▶ [Actions to take]
• a. In the extract on Perl classes and Moose roles, from what does Moose allow a class to be composed?
• b. Reproduce the extract on Perl classes and Moose roles between "The most important" and "you this flexibility.", inclusive, swapping "clashes" for "conflicts".
--- Start of Extract provided ---
However, what happens when we try to make a Bird fly? When we come to implement Bat, we realise that a lot of the aerial assault code in Bird should also be in Bat too. It doesn’t make sense to factor fly out into Vertebrate otherwise you’d be able to make a generic Vertebrate->fly, which – in general – it shouldn’t be able to do.

The problem is that our two classes are trying both to model the hierarchy of our organisms, and also to avoid code duplication. These two aims are incompatible. We want only one copy of the fly method to avoid code duplication in Bird and Bat, but we also want Vertebrate to contain only the methods applicable to all vertebrates. Similarly, we’d want only one copy of lay and roll to avoid duplication of EggLayer code across Bird and Bee.

One way to work around this clash is to allow a class to have multiple parents. We could create classes called Aircraft and EggLayer and allow Bird to inherit from Vertebrate and Aircraft and EggLayer. This would certainly make sense if we’d already written the Aircraft class for some other previous project. Such multiple inheritance is possible in Perl, but it simply opens a new can of worms.

The most important of these problems is that Bird will inherit all the methods and attributes of all its base classes, and there may well be clashes. It is not possible to resolve these clashes automatically and correctly. Perhaps you want Bird to inherit the squawk method from Vertebrate (overriding Aircraft‘s irrelevant radio transponder version). But maybe you also want some sort of disambiguation so you can use Aircraft‘s roll method and the egg-roll-ing method that is supplied by EggLayer. Most languages (including Perl’s default method resolution order) do not give you this flexibility.

Moose allows you to compose a class from roles, and to allow fine-grained control over what happens when roles have conflicting methods.

use strict;
use warnings;
use 5.12.0;

{
  package Vertebrate;
  use Moose;
  has( 'integument', is => 'ro', default => 'skin' );
  sub squawk { 
    my ( $self, $what ) = @_;
    say uc "$what!!!"
  };
}

{
  package Aircraft;
  use Moose::Role;
  has( 'wings',      is => 'ro', default => 'flap', );
  sub fly {
    my ( $self ) = @_;
    print "My wings " . $self->wings . "\n";
  }
  sub roll {
    say "Are you sure you wouldn't rather I yawed or pitched?";
  }
  sub squawk { 
    say "7700! 7700! 7700!"
  };
  requires 'wingspan';
}

{
  package EggLayer;
  use Moose::Role;
  has( 'clutch',      is => 'rw', default => 0, );
  sub lay {
    my ( $self ) = @_;
    print "Clutch-size now " . $self->clutch( 1 + $self->clutch ) . "\n";
  }
  sub roll {
    say "Inverting my eggs";
  }
  requires 'wingspan';
}

{
  package Bird;
  use Moose;
  extends 'Vertebrate';
  has( '+integument',             default => 'feathers' );
  has( 'wingspan',    is => 'ro', default => 0 );
  with
    'Aircraft' => { -alias => { squawk => 'transponder_squawk'}, -excludes => 'squawk' },
    'EggLayer' => { -alias => { roll => 'roll_eggs' }, -excludes => 'roll' };
}

my $bird = Bird->new( wingspan => 20 );
print "Bird has ". $bird->integument . "\n";
$bird->fly;
$bird->squawk( "Tweet" );
$bird->transponder_squawk;
$bird->roll;
$bird->lay;
$bird->lay;
$bird->roll_eggs;
Bird has feathers
My wings flap
TWEET!!!
--- End of Extract provided ---
--- Start of Available data ---
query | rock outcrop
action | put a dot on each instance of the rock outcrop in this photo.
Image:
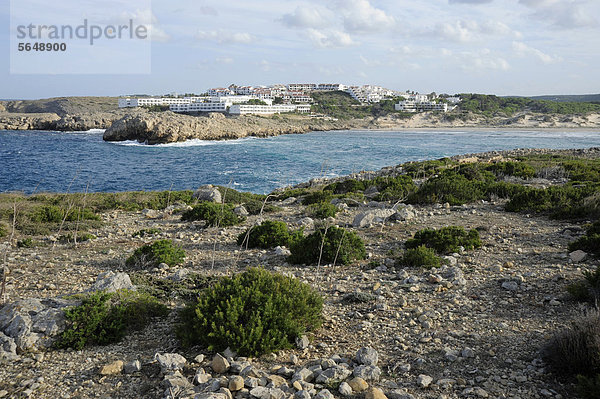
(168, 127)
--- End of Available data ---
▶ [Solutions to each task]
• a. From roles.

• b.
The most important of these problems is that Bird will inherit all the methods and attributes of all its base classes, and there may well be conflicts. It is not possible to resolve these conflicts automatically and correctly. Perhaps you want Bird to inherit the squawk method from Vertebrate (overriding Aircraft‘s irrelevant radio transponder version). But maybe you also want some sort of disambiguation so you can use Aircraft‘s roll method and the egg-roll-ing method that is supplied by EggLayer. Most languages (including Perl’s default method resolution order) do not give you this flexibility.